START Data extracts

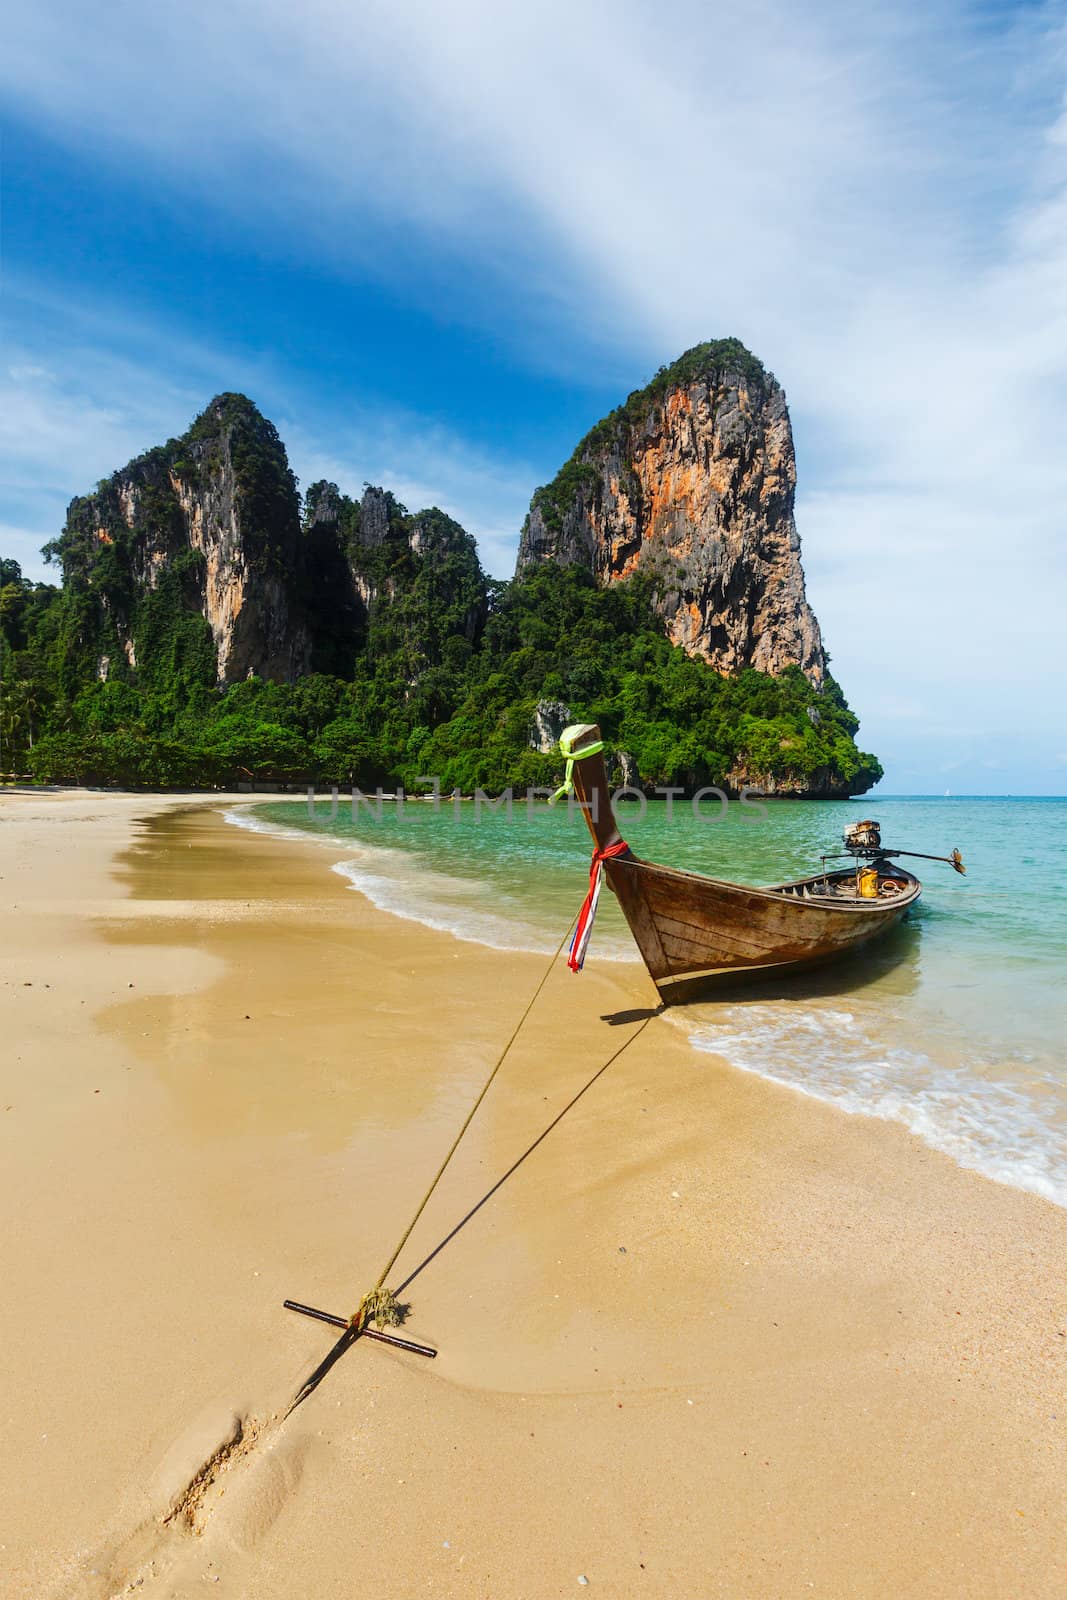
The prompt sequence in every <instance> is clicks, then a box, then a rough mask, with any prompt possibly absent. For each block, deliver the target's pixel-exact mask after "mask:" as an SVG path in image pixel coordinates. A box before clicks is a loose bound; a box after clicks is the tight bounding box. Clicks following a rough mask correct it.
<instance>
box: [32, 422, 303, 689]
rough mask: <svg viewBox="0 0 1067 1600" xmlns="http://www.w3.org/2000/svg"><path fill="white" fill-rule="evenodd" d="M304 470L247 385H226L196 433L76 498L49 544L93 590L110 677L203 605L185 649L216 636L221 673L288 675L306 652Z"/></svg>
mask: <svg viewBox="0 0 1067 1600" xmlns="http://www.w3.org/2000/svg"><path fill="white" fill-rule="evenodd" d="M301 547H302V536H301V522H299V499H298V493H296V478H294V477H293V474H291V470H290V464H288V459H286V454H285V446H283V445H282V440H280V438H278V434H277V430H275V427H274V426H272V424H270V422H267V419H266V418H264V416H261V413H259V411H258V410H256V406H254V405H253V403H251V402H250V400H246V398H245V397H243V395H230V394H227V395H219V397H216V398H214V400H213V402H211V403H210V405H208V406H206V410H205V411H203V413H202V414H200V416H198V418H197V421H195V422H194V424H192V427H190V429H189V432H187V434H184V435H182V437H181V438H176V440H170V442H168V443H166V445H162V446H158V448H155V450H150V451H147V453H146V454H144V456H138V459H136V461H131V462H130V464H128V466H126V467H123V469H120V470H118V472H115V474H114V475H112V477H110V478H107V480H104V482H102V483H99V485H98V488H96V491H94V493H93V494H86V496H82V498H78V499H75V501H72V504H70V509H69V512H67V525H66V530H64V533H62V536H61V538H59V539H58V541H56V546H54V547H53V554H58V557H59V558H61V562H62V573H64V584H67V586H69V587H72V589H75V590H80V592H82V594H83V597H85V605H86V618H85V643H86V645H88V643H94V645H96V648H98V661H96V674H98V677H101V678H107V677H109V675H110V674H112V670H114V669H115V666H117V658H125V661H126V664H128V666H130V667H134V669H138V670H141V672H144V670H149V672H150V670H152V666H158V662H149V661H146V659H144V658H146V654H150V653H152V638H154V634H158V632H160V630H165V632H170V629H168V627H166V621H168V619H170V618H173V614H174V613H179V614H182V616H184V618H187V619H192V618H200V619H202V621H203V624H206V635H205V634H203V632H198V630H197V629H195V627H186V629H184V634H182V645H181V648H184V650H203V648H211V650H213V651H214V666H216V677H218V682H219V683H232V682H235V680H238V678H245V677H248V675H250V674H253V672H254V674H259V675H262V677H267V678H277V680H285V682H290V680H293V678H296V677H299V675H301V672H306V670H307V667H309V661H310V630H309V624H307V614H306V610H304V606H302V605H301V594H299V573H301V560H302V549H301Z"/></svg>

END Data extracts
START Data extracts

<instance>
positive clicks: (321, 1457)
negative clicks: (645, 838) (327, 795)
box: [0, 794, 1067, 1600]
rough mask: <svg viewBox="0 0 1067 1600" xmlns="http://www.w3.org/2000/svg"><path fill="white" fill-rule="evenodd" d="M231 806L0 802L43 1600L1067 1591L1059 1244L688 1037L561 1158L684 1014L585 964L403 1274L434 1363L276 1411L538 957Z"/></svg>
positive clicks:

END Data extracts

Rewrite everything in the listing from the line containing "The prompt sequence" down to the line containing "470L247 385H226L196 433L76" as a Markdown table with the columns Row and Listing line, numbering each row and skipping any blank lines.

| Row | Listing line |
|---|---|
| 1 | The prompt sequence in every <instance> is clicks, then a box, then a rough mask, with any prompt possibly absent. For each block, deliver the target's pixel-exact mask after "mask:" as an SVG path in image pixel coordinates. A box before clicks is a loose bound; a box after clicks is the tight bounding box. Clicks following a rough mask correct it. |
| 2 | <instance> |
| 3 | box: [32, 422, 303, 689] |
| 4 | rough mask: <svg viewBox="0 0 1067 1600" xmlns="http://www.w3.org/2000/svg"><path fill="white" fill-rule="evenodd" d="M304 470L247 385H226L196 433L76 498L49 544L93 590L110 677L203 605L185 649L216 636L221 673L288 675L306 652Z"/></svg> |